### WHAT IS BEING ASKED
Output only the lines below that start at the line containing "find white teeth." and end at the line containing "find shirt collar.", with both ends kept.
** Opening DATA FOR THE TASK block **
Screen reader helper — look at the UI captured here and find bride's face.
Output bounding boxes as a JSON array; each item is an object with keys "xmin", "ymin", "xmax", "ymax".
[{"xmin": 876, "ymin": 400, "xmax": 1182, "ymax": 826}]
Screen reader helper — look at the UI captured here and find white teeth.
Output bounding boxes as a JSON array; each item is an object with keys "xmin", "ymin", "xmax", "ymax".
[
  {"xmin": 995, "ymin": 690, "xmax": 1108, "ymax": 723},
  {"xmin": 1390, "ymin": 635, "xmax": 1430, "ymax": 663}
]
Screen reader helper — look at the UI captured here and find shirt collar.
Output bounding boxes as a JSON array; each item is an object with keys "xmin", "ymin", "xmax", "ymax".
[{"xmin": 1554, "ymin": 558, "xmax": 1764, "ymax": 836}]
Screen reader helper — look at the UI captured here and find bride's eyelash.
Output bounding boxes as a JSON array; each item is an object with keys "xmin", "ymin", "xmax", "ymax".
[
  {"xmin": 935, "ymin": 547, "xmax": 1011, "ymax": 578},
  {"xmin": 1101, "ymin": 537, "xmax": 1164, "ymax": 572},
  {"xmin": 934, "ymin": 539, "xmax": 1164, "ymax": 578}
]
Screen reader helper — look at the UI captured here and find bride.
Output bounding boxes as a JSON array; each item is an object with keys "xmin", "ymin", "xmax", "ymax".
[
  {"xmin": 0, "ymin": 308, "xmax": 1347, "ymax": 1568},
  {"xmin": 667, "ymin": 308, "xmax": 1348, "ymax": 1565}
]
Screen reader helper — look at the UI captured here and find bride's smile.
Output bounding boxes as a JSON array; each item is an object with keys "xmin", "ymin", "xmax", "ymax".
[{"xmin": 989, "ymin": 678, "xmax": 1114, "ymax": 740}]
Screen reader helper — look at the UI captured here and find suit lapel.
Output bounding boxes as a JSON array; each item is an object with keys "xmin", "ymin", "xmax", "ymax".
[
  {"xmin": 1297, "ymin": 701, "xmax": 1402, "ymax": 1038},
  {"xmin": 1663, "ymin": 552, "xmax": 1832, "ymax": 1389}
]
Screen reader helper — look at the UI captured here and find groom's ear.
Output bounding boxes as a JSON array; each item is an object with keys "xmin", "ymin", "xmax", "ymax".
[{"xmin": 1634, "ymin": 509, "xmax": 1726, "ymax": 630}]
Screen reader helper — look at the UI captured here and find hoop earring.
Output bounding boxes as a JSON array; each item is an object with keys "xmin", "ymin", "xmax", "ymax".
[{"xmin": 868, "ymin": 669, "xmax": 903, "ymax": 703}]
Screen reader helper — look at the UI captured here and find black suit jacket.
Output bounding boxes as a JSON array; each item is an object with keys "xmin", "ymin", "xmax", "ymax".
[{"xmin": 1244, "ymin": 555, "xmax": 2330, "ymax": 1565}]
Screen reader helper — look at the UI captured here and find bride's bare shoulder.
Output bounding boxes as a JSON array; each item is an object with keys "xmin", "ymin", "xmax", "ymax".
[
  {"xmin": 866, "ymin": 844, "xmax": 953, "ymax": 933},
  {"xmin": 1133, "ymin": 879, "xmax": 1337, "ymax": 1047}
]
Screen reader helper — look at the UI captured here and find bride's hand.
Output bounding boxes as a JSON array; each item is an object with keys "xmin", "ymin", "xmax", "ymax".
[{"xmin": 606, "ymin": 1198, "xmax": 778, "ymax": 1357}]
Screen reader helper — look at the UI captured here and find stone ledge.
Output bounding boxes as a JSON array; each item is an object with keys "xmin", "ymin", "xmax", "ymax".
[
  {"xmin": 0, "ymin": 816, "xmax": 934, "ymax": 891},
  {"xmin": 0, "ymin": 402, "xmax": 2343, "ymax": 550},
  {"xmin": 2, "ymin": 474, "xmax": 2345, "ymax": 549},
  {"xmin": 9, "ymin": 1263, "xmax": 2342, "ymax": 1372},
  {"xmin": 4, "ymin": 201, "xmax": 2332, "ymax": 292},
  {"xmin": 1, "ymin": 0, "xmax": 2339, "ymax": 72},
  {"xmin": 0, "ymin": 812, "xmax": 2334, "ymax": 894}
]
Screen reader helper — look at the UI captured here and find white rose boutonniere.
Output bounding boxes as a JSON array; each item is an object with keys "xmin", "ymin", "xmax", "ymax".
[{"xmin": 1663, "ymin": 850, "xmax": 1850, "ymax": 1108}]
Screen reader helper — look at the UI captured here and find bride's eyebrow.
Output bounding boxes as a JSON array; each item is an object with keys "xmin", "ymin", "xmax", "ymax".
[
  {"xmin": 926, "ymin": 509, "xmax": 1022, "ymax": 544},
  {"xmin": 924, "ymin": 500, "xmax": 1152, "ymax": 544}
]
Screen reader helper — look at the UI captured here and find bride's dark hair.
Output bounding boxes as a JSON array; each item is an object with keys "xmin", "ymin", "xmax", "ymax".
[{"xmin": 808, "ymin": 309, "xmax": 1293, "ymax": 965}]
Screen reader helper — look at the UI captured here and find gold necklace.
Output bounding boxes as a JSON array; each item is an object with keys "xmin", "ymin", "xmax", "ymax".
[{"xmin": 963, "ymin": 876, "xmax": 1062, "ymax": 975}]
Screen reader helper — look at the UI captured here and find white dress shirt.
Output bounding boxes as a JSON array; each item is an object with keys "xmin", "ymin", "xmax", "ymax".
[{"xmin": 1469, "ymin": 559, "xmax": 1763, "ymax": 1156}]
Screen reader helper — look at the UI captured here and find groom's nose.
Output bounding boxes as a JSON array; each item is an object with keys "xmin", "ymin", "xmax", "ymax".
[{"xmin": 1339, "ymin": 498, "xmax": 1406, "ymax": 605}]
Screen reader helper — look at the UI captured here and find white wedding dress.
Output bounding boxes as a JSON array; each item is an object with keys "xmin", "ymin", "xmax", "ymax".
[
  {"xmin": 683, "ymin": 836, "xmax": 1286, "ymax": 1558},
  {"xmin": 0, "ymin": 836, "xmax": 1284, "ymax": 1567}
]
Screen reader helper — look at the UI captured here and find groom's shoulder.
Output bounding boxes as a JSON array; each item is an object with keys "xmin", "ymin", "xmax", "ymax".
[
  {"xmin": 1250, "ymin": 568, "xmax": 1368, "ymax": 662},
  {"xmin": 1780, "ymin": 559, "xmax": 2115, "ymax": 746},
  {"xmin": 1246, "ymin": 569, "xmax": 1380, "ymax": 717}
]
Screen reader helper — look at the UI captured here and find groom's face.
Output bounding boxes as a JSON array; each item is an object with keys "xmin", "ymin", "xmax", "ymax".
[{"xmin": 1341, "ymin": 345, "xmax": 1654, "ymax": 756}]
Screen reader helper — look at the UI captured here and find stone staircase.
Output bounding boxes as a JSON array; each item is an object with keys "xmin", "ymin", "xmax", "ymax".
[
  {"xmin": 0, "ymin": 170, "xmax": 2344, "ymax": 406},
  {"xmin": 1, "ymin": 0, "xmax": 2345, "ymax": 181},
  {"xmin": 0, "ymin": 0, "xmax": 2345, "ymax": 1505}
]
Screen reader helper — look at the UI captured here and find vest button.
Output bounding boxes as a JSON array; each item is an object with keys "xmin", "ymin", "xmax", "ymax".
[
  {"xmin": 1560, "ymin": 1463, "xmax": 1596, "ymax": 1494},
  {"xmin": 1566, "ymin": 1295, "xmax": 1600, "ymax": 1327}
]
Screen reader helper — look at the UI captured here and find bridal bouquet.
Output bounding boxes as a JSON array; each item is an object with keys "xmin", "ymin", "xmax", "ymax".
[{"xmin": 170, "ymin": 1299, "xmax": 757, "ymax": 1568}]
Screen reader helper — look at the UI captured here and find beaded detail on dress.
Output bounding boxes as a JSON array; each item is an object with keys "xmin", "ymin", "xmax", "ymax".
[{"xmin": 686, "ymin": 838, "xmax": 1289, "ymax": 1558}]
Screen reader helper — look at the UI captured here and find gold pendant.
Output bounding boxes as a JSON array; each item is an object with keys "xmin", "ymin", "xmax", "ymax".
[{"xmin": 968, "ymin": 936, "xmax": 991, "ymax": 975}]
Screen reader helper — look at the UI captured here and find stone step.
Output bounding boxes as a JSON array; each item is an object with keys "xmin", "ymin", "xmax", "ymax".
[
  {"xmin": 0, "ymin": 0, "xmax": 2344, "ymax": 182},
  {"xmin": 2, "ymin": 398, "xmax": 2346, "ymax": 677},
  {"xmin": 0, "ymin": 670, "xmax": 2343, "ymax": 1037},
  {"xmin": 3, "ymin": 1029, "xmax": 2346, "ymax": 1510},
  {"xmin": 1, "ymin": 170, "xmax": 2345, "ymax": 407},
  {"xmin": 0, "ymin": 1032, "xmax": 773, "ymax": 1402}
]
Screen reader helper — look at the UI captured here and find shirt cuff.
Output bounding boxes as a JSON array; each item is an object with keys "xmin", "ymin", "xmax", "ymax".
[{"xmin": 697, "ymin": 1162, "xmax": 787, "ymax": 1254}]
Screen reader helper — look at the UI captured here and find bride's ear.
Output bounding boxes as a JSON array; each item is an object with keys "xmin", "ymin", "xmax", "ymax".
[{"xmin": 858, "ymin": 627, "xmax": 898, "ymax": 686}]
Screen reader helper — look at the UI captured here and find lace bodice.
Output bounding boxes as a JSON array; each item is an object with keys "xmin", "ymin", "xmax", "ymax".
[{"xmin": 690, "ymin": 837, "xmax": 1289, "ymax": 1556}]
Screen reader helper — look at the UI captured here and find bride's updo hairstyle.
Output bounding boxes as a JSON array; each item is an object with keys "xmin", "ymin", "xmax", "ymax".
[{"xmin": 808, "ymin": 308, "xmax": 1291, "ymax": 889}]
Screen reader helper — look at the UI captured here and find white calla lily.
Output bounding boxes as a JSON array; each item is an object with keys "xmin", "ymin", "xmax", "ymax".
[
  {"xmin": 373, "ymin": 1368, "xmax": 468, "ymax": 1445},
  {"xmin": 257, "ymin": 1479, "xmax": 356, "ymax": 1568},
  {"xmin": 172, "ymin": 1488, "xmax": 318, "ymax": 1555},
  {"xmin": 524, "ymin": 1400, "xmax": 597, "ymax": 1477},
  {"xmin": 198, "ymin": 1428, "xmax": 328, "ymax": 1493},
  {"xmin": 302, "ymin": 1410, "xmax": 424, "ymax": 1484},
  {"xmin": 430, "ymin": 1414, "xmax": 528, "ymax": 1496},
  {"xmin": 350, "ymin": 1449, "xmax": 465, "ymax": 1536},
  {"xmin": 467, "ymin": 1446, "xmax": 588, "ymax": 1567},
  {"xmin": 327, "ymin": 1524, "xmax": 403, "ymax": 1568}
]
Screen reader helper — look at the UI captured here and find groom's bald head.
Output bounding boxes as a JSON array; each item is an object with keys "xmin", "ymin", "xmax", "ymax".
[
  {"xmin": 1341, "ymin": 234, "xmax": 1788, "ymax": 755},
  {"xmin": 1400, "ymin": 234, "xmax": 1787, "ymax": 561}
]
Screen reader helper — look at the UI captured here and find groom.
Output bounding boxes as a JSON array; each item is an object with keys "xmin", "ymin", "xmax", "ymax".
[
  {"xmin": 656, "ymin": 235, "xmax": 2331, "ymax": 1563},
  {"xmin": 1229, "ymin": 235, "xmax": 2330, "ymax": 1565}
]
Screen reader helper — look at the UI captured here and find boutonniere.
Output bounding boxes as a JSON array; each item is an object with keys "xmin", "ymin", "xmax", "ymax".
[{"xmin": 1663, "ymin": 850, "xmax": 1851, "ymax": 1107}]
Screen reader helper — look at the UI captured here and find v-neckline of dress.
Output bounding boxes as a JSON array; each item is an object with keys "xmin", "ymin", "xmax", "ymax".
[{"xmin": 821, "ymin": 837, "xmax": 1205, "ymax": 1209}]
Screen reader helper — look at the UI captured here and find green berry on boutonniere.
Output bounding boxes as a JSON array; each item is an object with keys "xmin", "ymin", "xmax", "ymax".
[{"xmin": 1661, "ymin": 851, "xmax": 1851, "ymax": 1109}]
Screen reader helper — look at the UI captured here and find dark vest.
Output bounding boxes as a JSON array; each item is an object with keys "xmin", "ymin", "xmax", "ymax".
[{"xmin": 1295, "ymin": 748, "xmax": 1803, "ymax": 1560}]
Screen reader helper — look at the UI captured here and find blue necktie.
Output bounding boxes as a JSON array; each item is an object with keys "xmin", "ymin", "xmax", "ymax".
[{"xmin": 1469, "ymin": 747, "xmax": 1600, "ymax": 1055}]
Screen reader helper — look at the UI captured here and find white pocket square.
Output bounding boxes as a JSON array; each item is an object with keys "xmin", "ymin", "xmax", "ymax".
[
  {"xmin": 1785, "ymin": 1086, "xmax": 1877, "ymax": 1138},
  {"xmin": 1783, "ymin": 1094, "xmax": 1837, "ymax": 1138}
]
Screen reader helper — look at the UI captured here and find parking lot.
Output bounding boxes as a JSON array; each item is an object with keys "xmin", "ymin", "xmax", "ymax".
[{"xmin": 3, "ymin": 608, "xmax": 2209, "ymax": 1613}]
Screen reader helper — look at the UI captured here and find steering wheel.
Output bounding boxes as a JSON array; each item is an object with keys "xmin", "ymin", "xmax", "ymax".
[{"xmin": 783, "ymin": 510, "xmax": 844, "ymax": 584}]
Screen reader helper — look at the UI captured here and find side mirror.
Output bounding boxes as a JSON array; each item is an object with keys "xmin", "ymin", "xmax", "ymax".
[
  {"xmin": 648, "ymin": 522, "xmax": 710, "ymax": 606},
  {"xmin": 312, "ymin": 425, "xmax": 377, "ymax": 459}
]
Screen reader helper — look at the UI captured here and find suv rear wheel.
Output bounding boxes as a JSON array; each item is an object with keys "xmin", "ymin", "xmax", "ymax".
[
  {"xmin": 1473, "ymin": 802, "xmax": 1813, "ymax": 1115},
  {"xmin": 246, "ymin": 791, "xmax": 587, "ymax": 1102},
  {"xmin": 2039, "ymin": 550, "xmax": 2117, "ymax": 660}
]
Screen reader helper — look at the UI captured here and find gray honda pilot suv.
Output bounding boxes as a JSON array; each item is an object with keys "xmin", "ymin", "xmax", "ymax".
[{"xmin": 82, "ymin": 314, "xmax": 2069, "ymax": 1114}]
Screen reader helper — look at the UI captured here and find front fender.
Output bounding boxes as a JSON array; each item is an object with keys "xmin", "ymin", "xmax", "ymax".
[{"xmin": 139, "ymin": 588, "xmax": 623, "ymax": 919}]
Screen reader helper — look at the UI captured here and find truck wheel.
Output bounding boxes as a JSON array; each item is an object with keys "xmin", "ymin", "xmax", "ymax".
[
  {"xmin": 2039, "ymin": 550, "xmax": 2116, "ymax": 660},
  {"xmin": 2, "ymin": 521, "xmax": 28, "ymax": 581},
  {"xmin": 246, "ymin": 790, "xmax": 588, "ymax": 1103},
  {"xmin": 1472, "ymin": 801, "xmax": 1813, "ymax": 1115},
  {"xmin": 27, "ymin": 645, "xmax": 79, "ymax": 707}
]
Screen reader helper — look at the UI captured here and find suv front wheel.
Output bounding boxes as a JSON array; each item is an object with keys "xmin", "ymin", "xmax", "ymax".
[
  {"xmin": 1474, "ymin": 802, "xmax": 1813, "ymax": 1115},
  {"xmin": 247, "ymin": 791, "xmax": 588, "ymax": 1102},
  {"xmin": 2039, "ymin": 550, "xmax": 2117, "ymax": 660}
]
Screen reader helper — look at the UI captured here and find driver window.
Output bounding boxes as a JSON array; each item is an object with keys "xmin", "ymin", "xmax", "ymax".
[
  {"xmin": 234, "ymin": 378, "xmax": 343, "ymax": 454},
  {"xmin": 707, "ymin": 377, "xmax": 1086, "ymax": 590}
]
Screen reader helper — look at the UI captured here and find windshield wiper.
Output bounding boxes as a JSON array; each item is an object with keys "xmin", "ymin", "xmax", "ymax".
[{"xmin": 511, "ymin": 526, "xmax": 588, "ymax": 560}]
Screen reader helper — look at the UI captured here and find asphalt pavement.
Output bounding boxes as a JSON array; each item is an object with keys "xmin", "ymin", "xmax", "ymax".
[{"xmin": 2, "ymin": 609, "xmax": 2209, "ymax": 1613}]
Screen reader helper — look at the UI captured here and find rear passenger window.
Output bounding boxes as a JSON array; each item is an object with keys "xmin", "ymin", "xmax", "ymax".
** Closing DATA FOR THE TASK block **
### RESPONSE FOR THIS EXERCISE
Screen reader helper — look at the UI captured here and find white teeth.
Output bounding boxes as a JSON array; each item is an object with keys "xmin", "ymin", "xmax", "ymax".
[
  {"xmin": 995, "ymin": 690, "xmax": 1108, "ymax": 723},
  {"xmin": 1390, "ymin": 635, "xmax": 1430, "ymax": 663}
]
Screen reader helper — look at the UI captured here and find shirt collar.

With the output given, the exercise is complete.